[start of Article]

# Playboy to Sirius?



## luvdtv04 (Aug 20, 2005)

I read on www.dcrtv.com that Playboy Radio is moving to Sirius? This was the first I had heard about it. Anyone have any more details on this?


----------



## Nick (Apr 23, 2002)

What's up with that? Watching T&A on the radidio has got to be less than fullfiling.


----------



## BobMurdoch (Apr 24, 2002)

XM dropped the show a few months back when no one wanted to pay extra for it. I had a subscription. It was interesting when Night Calls Live was on, but that was about it. Shows like Sexcetera and Sex Court were useless as audio feeds only of video content.

I hear the new version will feature more live talk shows with Hef doing a morning show. I'm assuming it will taped. I can't see a Night Owl like him doing Morning Drive time (EITHER coast).

The Sirius program will be free, but you have to call Sirius to turn it on (a way to keep innocent Red Staters from accidentally tuning in and being surprised)


----------



## luvdtv04 (Aug 20, 2005)

[end of Article]
[start of Source excerpt]

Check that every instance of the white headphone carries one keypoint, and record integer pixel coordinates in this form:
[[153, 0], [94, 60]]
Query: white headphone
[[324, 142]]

[end of Source excerpt]

**Exercise tasks:**
1. Copy word for word the part of the Playboy Radio thread that opens with the words containing "What's up with" and closes with "time (EITHER coast).".
2. Continue the forum thread about Playboy Radio moving to Sirius from the point where it stops.

**Final answers:**
1.
What's up with that? Watching T&A on the radidio has got to be less than fullfiling.


----------



## BobMurdoch (Apr 24, 2002)

XM dropped the show a few months back when no one wanted to pay extra for it. I had a subscription. It was interesting when Night Calls Live was on, but that was about it. Shows like Sexcetera and Sex Court were useless as audio feeds only of video content.

I hear the new version will feature more live talk shows with Hef doing a morning show. I'm assuming it will taped. I can't see a Night Owl like him doing Morning Drive time (EITHER coast).

2.
What an embarrassing phone call to make - "Hi, yes, I'd like you to activate Playboy on my Sirius receiver..." "You got it, PERVERT!" 

Hopefully we can do this online?


----------



## jfalkingham (Dec 6, 2005)

BobMurdoch said:


> The Sirius program will be free, but you have to call Sirius to turn it on (a way to keep innocent Red Staters from accidentally tuning in and being surprised)


I'm sure no 'blue staters' would have an issue.


----------



## BobMurdoch (Apr 24, 2002)

Maybe, but around here in NJ we don't pass laws to ban EVERYONE from seeing anything that might offend the "delicate sensibilities" of those in power......

Try that in Cincinatti.......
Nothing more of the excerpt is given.